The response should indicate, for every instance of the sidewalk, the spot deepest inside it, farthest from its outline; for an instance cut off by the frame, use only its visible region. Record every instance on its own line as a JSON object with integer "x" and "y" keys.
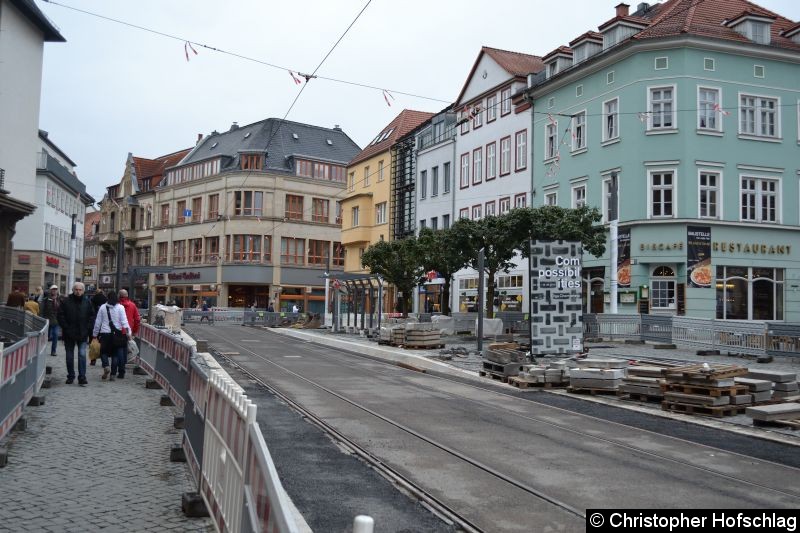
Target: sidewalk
{"x": 95, "y": 458}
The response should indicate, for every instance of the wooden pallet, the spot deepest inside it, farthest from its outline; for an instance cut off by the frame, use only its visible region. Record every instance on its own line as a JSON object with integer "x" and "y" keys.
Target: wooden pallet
{"x": 791, "y": 424}
{"x": 521, "y": 383}
{"x": 591, "y": 390}
{"x": 689, "y": 409}
{"x": 715, "y": 372}
{"x": 494, "y": 375}
{"x": 640, "y": 397}
{"x": 706, "y": 390}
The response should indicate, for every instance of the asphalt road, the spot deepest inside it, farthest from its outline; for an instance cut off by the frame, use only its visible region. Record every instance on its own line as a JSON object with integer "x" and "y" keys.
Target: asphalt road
{"x": 505, "y": 462}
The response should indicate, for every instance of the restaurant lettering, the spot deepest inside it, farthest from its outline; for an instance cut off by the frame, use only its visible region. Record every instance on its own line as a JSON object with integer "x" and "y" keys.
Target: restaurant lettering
{"x": 754, "y": 248}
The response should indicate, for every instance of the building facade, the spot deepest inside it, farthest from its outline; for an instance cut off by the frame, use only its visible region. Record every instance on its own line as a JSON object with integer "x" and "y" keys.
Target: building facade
{"x": 249, "y": 216}
{"x": 24, "y": 30}
{"x": 378, "y": 203}
{"x": 492, "y": 174}
{"x": 695, "y": 114}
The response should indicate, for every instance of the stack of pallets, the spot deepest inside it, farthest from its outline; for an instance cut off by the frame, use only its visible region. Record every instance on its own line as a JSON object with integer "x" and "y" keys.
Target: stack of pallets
{"x": 643, "y": 383}
{"x": 705, "y": 388}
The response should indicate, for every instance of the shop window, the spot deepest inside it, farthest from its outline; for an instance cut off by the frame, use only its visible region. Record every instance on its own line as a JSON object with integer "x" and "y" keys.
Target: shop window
{"x": 662, "y": 288}
{"x": 749, "y": 293}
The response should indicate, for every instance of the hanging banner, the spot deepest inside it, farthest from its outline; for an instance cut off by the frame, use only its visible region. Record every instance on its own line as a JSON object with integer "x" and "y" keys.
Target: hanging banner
{"x": 698, "y": 256}
{"x": 624, "y": 258}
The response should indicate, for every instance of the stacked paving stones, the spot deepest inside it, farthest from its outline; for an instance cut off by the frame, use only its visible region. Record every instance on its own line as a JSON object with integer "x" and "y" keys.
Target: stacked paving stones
{"x": 705, "y": 389}
{"x": 552, "y": 375}
{"x": 597, "y": 375}
{"x": 784, "y": 414}
{"x": 784, "y": 384}
{"x": 643, "y": 383}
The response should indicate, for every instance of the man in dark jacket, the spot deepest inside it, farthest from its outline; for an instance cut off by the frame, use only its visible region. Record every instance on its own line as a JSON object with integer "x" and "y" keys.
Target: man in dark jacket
{"x": 76, "y": 318}
{"x": 49, "y": 310}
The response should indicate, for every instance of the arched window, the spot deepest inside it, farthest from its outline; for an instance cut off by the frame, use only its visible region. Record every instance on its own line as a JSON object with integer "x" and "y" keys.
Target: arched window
{"x": 662, "y": 293}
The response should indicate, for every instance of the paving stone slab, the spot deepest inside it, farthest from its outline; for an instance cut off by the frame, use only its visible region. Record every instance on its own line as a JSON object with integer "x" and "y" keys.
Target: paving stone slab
{"x": 778, "y": 411}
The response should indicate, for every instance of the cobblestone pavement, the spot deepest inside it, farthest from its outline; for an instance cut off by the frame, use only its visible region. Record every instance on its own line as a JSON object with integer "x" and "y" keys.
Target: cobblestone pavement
{"x": 95, "y": 458}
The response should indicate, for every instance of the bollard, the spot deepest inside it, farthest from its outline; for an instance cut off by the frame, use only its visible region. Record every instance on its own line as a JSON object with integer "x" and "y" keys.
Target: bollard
{"x": 192, "y": 505}
{"x": 36, "y": 401}
{"x": 177, "y": 454}
{"x": 363, "y": 524}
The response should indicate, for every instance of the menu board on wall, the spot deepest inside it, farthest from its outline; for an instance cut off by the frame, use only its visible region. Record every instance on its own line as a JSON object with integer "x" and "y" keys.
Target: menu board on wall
{"x": 624, "y": 258}
{"x": 698, "y": 256}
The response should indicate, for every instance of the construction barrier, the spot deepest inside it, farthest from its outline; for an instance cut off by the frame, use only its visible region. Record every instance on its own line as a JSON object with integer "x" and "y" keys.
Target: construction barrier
{"x": 224, "y": 447}
{"x": 22, "y": 362}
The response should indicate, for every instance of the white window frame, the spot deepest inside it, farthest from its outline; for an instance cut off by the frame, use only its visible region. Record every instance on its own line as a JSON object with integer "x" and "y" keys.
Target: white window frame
{"x": 759, "y": 179}
{"x": 651, "y": 172}
{"x": 579, "y": 131}
{"x": 550, "y": 140}
{"x": 577, "y": 202}
{"x": 673, "y": 103}
{"x": 463, "y": 178}
{"x": 491, "y": 107}
{"x": 717, "y": 173}
{"x": 380, "y": 213}
{"x": 491, "y": 161}
{"x": 757, "y": 118}
{"x": 615, "y": 114}
{"x": 701, "y": 111}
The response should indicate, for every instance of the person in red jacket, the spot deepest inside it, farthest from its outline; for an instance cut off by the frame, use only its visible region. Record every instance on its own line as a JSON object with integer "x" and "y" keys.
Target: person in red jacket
{"x": 134, "y": 321}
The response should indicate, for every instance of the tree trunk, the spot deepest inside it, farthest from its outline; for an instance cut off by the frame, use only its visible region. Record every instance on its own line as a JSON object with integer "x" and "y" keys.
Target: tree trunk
{"x": 490, "y": 294}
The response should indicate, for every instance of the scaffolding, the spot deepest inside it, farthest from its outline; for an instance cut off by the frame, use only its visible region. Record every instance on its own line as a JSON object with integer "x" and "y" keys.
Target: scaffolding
{"x": 403, "y": 223}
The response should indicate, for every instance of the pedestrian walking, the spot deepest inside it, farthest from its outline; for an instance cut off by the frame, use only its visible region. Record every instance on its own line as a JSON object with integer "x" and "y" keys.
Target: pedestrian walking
{"x": 31, "y": 305}
{"x": 49, "y": 310}
{"x": 112, "y": 329}
{"x": 98, "y": 299}
{"x": 205, "y": 312}
{"x": 134, "y": 320}
{"x": 75, "y": 317}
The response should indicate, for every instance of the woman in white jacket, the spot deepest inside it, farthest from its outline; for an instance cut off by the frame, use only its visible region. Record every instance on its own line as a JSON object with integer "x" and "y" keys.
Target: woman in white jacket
{"x": 111, "y": 312}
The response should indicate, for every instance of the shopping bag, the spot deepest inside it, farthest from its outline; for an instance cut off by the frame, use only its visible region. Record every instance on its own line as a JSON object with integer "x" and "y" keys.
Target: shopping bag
{"x": 94, "y": 349}
{"x": 133, "y": 349}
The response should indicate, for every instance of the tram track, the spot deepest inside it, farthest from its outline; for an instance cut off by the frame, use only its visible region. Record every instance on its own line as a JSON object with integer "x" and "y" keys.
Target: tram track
{"x": 436, "y": 504}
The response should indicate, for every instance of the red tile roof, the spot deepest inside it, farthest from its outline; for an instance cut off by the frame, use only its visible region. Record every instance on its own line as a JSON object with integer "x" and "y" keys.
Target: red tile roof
{"x": 705, "y": 19}
{"x": 515, "y": 63}
{"x": 403, "y": 123}
{"x": 152, "y": 170}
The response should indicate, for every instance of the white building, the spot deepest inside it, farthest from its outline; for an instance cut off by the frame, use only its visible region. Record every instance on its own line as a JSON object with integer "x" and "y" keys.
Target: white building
{"x": 435, "y": 196}
{"x": 23, "y": 31}
{"x": 492, "y": 173}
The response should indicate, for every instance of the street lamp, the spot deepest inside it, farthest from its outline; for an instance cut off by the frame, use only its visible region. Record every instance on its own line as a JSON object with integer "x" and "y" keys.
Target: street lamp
{"x": 614, "y": 226}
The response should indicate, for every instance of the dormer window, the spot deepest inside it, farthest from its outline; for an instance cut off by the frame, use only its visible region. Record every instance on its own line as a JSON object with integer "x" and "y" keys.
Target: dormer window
{"x": 757, "y": 28}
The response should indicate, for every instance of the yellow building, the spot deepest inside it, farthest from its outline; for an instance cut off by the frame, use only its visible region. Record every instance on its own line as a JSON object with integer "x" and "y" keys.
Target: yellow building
{"x": 366, "y": 209}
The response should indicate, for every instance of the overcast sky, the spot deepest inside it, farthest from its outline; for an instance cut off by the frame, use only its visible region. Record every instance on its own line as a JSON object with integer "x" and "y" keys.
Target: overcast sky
{"x": 112, "y": 89}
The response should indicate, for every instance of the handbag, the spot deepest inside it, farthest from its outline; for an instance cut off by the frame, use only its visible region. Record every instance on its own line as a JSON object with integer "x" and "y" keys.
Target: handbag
{"x": 118, "y": 339}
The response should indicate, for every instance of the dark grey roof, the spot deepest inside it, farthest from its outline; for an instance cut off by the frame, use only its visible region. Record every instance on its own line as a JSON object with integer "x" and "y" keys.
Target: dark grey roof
{"x": 281, "y": 139}
{"x": 32, "y": 12}
{"x": 57, "y": 170}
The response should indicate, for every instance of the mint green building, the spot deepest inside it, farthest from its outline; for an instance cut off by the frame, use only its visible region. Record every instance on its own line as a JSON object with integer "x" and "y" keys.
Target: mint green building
{"x": 694, "y": 107}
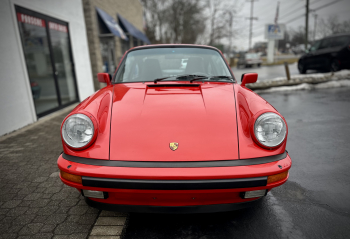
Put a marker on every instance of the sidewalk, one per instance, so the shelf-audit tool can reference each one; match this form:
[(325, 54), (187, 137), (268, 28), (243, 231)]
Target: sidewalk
[(34, 203)]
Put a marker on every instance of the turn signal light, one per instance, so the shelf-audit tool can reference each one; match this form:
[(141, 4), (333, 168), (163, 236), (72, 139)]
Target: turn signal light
[(277, 177), (71, 177)]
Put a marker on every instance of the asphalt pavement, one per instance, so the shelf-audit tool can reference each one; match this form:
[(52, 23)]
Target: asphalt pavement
[(315, 201), (34, 203)]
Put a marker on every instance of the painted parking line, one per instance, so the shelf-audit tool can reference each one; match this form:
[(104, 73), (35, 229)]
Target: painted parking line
[(108, 225)]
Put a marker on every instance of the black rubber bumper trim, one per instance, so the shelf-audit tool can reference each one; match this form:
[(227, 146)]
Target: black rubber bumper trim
[(170, 209), (174, 184), (186, 164)]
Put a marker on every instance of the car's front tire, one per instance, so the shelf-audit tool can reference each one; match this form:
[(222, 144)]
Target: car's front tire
[(334, 65)]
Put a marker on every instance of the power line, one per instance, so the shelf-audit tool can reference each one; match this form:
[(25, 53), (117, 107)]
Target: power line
[(311, 10), (326, 5)]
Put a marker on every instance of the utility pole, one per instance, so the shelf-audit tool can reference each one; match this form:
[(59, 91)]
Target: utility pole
[(307, 24), (251, 18), (315, 15)]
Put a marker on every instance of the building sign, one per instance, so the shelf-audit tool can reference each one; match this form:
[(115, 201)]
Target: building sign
[(274, 31), (58, 27), (30, 20)]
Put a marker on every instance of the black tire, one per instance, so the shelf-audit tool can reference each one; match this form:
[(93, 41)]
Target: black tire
[(334, 66), (301, 67)]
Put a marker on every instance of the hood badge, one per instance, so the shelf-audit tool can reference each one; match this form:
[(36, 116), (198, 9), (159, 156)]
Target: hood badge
[(173, 146)]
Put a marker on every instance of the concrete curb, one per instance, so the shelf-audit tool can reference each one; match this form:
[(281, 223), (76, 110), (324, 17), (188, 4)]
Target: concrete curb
[(297, 80)]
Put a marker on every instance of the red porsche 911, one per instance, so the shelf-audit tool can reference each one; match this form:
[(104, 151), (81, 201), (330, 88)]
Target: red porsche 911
[(161, 137)]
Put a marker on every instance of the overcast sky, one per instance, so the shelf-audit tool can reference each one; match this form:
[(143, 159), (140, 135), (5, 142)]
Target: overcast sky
[(265, 10)]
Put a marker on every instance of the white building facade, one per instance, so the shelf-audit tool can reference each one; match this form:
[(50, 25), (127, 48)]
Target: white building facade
[(45, 63)]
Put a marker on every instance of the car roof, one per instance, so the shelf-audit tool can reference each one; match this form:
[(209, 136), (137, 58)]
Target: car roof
[(174, 46)]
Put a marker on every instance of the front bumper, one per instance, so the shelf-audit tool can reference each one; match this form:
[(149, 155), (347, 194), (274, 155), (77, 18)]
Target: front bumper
[(160, 189)]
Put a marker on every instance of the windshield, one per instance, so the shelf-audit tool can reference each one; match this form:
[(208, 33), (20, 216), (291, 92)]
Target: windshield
[(150, 64)]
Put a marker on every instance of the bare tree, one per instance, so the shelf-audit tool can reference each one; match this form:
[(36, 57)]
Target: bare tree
[(174, 21), (331, 26)]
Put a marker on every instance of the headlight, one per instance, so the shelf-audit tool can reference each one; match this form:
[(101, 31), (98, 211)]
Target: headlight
[(78, 130), (270, 129)]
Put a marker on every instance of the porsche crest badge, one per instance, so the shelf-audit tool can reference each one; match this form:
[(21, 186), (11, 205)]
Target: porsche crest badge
[(173, 146)]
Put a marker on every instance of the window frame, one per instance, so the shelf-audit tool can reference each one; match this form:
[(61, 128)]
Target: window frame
[(122, 63)]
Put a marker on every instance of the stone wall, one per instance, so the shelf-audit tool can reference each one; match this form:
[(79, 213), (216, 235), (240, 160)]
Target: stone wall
[(131, 10)]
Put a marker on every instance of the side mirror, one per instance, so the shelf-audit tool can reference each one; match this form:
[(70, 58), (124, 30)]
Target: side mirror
[(248, 78), (104, 78)]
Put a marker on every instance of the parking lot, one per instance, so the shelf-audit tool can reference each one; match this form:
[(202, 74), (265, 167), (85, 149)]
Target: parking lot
[(314, 203)]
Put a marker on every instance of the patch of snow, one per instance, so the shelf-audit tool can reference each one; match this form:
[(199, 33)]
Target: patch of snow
[(306, 86)]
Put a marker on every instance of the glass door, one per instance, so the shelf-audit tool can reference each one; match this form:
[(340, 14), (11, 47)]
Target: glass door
[(63, 62), (48, 58)]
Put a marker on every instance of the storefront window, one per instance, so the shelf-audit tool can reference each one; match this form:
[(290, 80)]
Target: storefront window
[(48, 59)]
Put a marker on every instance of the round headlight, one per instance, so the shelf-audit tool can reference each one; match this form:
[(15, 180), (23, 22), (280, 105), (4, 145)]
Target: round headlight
[(270, 129), (77, 130)]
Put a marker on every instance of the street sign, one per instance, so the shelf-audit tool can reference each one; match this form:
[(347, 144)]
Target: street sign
[(274, 31)]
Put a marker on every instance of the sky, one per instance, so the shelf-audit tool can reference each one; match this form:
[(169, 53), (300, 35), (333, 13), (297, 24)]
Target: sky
[(265, 11)]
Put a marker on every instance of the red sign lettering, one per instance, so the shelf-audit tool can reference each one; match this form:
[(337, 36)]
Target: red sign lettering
[(58, 27), (30, 20)]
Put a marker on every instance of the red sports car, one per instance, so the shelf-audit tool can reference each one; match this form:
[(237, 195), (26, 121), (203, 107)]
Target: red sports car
[(164, 138)]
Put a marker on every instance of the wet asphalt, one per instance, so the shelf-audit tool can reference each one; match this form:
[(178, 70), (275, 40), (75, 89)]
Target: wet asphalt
[(315, 201)]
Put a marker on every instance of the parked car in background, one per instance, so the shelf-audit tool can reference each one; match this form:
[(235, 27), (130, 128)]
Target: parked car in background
[(249, 60), (328, 54), (299, 49)]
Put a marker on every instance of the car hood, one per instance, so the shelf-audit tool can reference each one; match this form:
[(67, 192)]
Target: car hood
[(201, 119)]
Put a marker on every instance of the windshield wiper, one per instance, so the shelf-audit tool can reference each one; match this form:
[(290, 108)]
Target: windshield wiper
[(179, 77), (211, 77)]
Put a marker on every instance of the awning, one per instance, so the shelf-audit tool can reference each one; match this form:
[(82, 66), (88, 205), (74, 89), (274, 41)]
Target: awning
[(132, 30), (111, 24)]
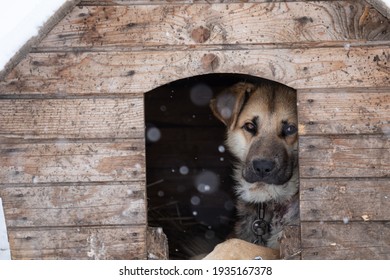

▶ _Directions_:
Leaving out the pictures, restate each line of the listing above verbatim, from the opening line to the line bearing "The response should indicate, for every instance of the wooden", inclusive, and no more.

▶ _Answer to this task_:
The response should indicate, for every instance of the sidewalk, the spot deepest inside it, farthest from its outline; for an instance cut off by the frame, use only its visible region. Record every instance on its own line as a JSON object with integer "x" and "y" keys.
Target: sidewalk
{"x": 95, "y": 458}
The response should indicate, for every instance of the wooden pallet, the spot deepest inside it, farthest from its outline; for an instance cut off by the frame, use only its visible region. Record every instance on its own line as a JSON object with integer "x" and "y" keys.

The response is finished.